Беллу Ахмадулину воспринимали (и продолжают воспринимать посмертно) как «кисейную барышню». А она не была таковой. И дар к стилизациям не бывает дан «кисейным барышням»; это навык жёстких, волевых, зрячих, архитрезвых людей, мужской по природе.

…Просто если к берегу подошёл корабль, кому-то надо идти на корабль и обвивать его боевые орудия розами…

Светлая вам память, Белла Ахатовна!..

 

Низкий старт

Я прочитал роман Ольги Славниковой «Лёгкая голова», опубликованный в августовском и сентябрьском номерах журнала «Знамя».

Мне этот роман понравился.

Готов защищать его от критически настроенных коллег по «Часкору» — от Топорова и Белякова.

Но я понимаю, почему этот текст вызвал премногие нарекания.

Самое уязвимое место романа Славниковой — сюжетная завязка.

…На работу к преуспевающему тридцатилетнему бренд-менеджеру (выходцу из глубинки) Максиму Т. Ермакову заявляются представители «особого отдела по социальному прогнозированию». Они объявляют ему, что его феноменальная «лёгкая голова» — источник искривления причинно-следственных связей в глобальном масштабе, и настоятельно рекомендуют покончить с собой (непременно выстрелом в голову).

Максим Т. Ермаков, естественно, отказывается. И тогда с ним начинают происходить разные приключения…

Читано-смотрено тысячу раз: живёт себе маленький человек и вдруг оказывается в центре вселенских перипетий. Допустим, становится свидетелем того, чего не должен видеть (завязка доброго десятка голливудских триллеров). Или обретает паранормальные свойства.

С того дня, как Петер Шлемиль потерял свою тень, прошло два столетия; за это время он успел выродиться. И превратиться, допустим, в Безукладникова, героя романа Игоря Сахновского «Человек, который знал всё».

Дело вот в чём: как сказала Новелла Матвеева, «есть большой, есть маленький, есть средний человек — и средний есть последний» .

Акакий Акакиевич Башмачкин не «средний человек» и не «вообще человек». И Макар Девушкин не «вообще человек». Нельзя строить тексты на «вообще человеке», на двуногом социальном интеграле. Это антиреалистично.

Отсюда исходят закономерные провалы Сахновского, Слаповского, Верёвочкина и многих-премногих прозаиков (несть им числа).

┄┄┄┄┄┄┄┄┄┄

▶ **Что сделать**:
Перепиши фрагмент текста страницы со слов «Готов защищать его» до слов «выстрелом в голову).» включительно, поменяв «бренд-менеджеру» на «маркетологу». Строки ниже — отдельный материал, с текстом страницы они не связаны.

┄┄┄┄┄┄┄┄┄┄

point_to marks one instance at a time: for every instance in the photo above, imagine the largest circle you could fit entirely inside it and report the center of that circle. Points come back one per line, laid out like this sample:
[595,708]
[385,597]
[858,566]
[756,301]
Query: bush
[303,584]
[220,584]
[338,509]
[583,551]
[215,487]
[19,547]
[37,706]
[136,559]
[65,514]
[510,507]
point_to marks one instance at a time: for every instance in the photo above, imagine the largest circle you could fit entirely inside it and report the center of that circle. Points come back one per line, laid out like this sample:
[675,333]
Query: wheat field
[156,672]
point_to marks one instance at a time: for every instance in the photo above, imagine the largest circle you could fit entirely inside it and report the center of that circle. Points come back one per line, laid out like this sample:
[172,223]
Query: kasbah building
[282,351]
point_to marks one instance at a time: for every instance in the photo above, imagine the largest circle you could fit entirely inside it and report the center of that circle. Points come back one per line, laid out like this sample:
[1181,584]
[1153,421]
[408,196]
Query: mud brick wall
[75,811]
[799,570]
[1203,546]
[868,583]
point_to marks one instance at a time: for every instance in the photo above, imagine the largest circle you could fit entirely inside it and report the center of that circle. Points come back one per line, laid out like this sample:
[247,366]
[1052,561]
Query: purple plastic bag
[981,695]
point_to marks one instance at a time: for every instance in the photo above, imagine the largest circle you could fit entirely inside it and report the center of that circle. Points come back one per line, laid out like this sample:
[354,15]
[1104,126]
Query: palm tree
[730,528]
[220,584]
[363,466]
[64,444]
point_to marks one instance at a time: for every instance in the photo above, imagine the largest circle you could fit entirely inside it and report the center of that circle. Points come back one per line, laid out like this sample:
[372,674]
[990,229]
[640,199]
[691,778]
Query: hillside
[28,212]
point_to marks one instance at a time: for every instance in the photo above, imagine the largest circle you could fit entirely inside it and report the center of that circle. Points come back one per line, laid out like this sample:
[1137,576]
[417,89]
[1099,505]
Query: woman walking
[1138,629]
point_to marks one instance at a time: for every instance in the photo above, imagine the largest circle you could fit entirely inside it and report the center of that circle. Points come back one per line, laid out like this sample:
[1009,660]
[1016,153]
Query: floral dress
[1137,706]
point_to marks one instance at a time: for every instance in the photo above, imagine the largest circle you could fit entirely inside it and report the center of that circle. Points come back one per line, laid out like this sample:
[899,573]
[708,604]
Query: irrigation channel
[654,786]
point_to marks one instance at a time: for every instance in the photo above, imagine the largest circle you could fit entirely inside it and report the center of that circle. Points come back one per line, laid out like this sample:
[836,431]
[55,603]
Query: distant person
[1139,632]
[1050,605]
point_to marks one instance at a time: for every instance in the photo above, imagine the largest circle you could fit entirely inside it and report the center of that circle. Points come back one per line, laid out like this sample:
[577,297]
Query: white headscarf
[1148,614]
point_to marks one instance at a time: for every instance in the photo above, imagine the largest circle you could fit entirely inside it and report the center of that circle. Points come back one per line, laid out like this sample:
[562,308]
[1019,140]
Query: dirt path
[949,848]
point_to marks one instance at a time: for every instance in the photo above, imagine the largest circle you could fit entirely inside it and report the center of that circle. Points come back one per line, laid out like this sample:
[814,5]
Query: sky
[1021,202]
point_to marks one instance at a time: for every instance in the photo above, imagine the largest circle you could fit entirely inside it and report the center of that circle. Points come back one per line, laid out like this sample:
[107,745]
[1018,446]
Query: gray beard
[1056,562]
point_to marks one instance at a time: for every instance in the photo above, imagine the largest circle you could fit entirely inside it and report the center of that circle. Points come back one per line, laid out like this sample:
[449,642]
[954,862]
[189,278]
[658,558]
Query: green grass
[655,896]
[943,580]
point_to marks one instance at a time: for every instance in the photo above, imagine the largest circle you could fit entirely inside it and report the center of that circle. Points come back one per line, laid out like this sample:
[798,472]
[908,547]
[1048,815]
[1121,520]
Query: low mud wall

┄┄┄┄┄┄┄┄┄┄

▶ **Ответ на задание**:
Готов защищать его от критически настроенных коллег по «Часкору» — от Топорова и Белякова.

Но я понимаю, почему этот текст вызвал премногие нарекания.

Самое уязвимое место романа Славниковой — сюжетная завязка.

…На работу к преуспевающему тридцатилетнему маркетологу (выходцу из глубинки) Максиму Т. Ермакову заявляются представители «особого отдела по социальному прогнозированию». Они объявляют ему, что его феноменальная «лёгкая голова» — источник искривления причинно-следственных связей в глобальном масштабе, и настоятельно рекомендуют покончить с собой (непременно выстрелом в голову).